Quantization error: Each bit represents a quantization interval - - with a discrete threshold for its amplitude range. In an analog waveform, there is an equivalent dynamic range that exists between each digital 0 and 1. When the analog signal amplitude being sampled falls between a quantization interval (each bit), the system cannot resolve the analog amplitude of the input signal and simply truncates it. The result is a square wave for each instance where the digital device cannot reconcile the difference. These square waves leave digital artifacts that do not represent any frequency in the analog waveform. This is known as quantization error.

The solution:

Dithering is a process that adds broadband noise to a digital signal. You may wonder why adding noise would make a signal sound better? It is really a trade off. The introduction of noise lessens the audibility of the digital distortion that comes from the quantization errors discussed above. In essence, low-level hiss-like noise is traded for a reduction of digital distortion.

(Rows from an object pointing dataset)
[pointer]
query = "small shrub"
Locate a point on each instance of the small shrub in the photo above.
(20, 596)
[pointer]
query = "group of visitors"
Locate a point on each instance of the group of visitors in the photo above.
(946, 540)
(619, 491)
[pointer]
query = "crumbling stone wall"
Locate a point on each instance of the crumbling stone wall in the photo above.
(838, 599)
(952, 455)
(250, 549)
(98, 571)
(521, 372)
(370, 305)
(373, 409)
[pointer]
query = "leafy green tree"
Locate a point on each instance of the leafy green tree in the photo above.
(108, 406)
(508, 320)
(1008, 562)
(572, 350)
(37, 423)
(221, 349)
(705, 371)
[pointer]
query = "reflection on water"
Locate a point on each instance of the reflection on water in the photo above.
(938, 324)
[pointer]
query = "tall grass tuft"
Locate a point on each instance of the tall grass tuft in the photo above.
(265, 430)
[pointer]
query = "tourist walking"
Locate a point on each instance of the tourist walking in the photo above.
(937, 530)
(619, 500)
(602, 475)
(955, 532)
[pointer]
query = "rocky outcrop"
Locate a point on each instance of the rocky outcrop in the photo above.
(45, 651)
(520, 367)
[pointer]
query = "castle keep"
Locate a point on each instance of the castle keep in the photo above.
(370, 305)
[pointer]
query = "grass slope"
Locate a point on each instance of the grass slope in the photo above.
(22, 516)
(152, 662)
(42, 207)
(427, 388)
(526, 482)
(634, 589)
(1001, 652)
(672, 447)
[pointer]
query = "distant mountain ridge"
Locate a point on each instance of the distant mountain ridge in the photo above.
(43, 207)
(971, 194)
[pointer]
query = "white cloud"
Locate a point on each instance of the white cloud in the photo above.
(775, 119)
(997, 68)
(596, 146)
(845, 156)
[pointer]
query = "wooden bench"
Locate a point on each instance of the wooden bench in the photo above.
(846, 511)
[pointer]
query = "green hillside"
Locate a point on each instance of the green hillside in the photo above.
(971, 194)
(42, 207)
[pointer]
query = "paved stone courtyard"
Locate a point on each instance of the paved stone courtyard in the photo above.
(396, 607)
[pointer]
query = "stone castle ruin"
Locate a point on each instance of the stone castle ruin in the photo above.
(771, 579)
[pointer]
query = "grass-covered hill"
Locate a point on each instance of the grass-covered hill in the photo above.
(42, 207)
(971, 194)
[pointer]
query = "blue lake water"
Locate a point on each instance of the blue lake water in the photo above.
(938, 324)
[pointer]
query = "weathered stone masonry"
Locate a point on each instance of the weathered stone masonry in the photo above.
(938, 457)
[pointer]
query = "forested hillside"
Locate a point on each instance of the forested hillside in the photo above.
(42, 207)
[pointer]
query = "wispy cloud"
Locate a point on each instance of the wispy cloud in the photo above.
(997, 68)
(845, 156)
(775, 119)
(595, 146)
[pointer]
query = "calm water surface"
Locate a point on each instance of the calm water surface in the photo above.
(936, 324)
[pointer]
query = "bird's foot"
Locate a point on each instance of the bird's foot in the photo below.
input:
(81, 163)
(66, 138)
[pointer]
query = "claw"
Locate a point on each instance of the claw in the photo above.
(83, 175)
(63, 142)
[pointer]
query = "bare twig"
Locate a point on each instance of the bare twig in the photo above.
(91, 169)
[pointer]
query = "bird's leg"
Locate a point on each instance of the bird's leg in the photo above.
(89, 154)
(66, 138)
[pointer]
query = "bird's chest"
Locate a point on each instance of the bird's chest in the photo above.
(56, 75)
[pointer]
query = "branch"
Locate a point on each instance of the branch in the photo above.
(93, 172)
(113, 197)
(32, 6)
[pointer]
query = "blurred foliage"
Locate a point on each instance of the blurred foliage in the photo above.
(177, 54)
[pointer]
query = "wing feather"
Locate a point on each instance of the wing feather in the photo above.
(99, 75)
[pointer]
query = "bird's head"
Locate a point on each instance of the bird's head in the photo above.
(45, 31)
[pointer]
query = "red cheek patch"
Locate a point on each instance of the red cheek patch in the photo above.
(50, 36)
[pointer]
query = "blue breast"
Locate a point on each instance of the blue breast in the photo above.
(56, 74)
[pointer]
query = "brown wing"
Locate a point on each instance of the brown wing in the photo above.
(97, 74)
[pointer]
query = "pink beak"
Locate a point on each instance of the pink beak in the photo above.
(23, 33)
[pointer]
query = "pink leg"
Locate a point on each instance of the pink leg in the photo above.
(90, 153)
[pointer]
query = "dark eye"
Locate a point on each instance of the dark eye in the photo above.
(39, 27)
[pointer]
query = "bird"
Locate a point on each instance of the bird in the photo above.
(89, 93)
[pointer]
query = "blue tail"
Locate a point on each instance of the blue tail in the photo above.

[PARTS OF THE EXERCISE]
**a.** Report every line in the entries that contains the word "stone".
**b.** Write the next part of the passage on quantization error and dithering, starting after its last sentence.

[TASK-BY-TASK OUTPUTS]
**a.**
query = "crumbling stone wall"
Locate a point on each instance of the crumbling stone wall in the photo above.
query = "paved stone courtyard"
Locate a point on each instance of the paved stone courtyard in the photo above.
query = "stone castle ruin"
Locate a point on each instance of the stone castle ruin in the photo above.
query = "weathered stone masonry"
Locate a point on each instance of the weathered stone masonry in the photo above.

**b.**
An almost understandable analogy:

Imagine that you have a bathtub full of bubble bath. The bubbles represent the upper 16-bits of your 24-bit audio information and tower above the underlying water which represents the lower 8-bits of your signal. However, in the lower water portion there resides some audio information. You agitate that water which causes that audio information to form into bubbles which raise up into the same level as the upper 16-bits. The new bubbles bring with them some of the water that was in the lower portion but join the upper echelon nonetheless. The agitation is analogous to adding dither noise. The bubbles that form bring with it some of the noise caused by the agitation but contain primarily audio information. When you convert to 16-bit, you simply cut (drain) out the lower 8-bit (the water) and the remaining 16-bits represent your final signal. This analogy works well because as you cut out the lower 8-bits of information the overall level of the bubbles lowers significantly which is analogous to the change in dynamic range between 24-bit and 16-bit. However, all the audio information is retained within the new dynamic range.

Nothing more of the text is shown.